* Excerpt
════════════════════

Sunday, October 18, 2009

Are ORMs really a thing of the past ?

Stephan Schmidt has blogged on the ORMs being a thing of the past. While he emphasizes on ORMs' performance concerns and dismisses them as leaky abstractions that throw LazyInitializationException, he does not present any concrete alternative. In his concluding section on alternatives he mentions ..

"What about less boiler plate code due to ORMs? Good DAOs with standard CRUD implementations help there. Just use Spring JDBC for databases. Or use Scala with closures instead of templates. A generic base dao will provide create, read, update and delete operations. With much less magic than the ORM does."

Unfortunately, all these things work on small projects with a few number of tables. Throw in a large project with a complex domain model, requirements for relational persistence and the usual stacks of requirements that today's enterprise applications offer, you will soon discover that your home made less boilerplated stuff goes for a toss. In most cases you will end up either rolling out your own ORM or start building a concoction of domain models invaded with indelible concerns of persistence. In the former case, obviously your ORM will not be as performant or efficient as the likes of Hibernate. And in the latter case, either you will end up building an ActiveRecord model with the domain object mirroring your relational table or you may be more unfortunate with a bigger unmanageable bloat.

════════════════════

* Given request 1
Translate this sentence from the post on ORMs into Spanish: "A generic base dao will provide create, read, update and delete operations."
* Given request 2
In the post on ORMs, which exception is named as being thrown by the leaky abstractions Stephan Schmidt dismisses?

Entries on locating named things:
════════════════════

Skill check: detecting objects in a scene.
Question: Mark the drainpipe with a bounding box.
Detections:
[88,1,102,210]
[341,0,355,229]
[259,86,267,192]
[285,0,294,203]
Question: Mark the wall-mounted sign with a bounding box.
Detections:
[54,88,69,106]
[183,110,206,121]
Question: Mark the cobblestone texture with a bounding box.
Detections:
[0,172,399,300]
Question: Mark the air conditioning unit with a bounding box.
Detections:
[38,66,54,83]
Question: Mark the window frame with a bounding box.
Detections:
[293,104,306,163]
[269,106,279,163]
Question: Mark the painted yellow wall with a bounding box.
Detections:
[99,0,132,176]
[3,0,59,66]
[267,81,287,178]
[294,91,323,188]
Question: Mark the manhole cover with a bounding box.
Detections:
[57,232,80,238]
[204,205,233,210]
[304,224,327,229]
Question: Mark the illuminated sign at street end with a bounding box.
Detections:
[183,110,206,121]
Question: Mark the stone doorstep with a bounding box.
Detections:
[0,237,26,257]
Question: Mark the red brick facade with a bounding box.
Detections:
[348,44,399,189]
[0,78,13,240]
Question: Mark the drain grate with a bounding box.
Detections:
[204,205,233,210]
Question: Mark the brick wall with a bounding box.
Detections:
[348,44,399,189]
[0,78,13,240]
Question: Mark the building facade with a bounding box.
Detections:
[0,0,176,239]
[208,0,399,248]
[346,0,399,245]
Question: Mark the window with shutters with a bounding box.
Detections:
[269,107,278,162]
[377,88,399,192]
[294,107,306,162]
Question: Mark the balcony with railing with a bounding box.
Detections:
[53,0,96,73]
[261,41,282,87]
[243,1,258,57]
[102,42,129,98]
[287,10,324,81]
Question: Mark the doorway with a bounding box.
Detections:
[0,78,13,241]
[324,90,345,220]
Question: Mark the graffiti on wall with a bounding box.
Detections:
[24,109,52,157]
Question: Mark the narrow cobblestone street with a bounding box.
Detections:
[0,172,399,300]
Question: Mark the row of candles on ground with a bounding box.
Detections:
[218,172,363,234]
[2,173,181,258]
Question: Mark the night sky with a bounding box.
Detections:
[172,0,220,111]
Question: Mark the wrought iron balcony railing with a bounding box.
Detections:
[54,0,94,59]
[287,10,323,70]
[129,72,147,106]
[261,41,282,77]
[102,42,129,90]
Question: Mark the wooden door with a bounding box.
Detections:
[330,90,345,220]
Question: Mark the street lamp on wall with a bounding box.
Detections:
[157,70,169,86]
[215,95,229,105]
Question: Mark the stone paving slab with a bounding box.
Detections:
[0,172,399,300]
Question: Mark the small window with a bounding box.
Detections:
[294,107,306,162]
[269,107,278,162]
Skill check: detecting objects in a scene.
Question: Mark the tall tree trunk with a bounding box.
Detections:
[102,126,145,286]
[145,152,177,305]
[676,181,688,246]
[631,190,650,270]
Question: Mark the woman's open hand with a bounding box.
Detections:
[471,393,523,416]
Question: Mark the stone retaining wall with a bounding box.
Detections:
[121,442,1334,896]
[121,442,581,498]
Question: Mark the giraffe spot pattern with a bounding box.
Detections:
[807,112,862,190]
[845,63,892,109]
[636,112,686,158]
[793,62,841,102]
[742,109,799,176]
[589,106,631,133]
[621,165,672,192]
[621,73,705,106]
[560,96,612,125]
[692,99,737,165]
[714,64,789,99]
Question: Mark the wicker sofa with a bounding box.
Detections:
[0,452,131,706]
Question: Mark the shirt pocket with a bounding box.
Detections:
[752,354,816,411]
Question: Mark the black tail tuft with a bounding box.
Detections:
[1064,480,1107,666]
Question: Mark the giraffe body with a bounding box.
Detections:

════════════════════

* Correct response 1
Un DAO base genérico proporcionará operaciones de creación, lectura, actualización y eliminación.

* Correct response 2
LazyInitializationException